Exercise instructions
Pull out every line in the items below that contains the word "hole".

Data for the task
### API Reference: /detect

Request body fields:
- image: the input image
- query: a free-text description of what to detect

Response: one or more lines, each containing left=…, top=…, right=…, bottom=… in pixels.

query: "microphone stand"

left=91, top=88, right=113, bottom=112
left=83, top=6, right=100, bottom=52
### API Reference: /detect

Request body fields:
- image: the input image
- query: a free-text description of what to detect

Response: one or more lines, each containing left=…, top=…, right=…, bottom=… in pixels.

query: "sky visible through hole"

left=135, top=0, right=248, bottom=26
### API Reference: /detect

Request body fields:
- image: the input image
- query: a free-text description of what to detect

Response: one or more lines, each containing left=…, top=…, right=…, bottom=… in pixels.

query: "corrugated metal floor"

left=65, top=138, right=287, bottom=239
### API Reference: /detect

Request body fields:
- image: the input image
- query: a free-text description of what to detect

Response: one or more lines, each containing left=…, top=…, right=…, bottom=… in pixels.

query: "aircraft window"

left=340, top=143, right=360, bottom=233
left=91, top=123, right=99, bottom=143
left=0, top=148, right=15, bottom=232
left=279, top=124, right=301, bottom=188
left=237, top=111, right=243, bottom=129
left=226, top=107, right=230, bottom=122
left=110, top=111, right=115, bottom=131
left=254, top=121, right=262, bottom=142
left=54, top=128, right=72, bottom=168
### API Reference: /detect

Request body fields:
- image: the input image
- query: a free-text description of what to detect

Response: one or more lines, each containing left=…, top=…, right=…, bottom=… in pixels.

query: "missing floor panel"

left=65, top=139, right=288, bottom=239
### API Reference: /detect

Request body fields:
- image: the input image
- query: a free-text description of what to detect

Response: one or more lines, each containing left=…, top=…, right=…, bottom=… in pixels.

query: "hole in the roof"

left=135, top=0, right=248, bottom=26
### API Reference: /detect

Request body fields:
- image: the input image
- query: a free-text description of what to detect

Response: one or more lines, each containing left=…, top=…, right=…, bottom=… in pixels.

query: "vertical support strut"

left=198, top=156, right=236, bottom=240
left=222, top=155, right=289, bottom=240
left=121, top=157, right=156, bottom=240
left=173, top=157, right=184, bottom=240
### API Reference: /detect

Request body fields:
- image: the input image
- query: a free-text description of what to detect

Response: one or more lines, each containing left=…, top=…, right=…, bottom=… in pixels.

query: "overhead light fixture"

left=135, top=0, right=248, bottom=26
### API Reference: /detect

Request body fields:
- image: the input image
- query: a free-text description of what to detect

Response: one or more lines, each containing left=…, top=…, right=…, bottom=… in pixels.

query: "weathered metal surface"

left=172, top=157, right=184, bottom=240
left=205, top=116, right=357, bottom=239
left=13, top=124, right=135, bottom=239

Result of the exercise
query: "sky visible through hole"
query: "hole in the roof"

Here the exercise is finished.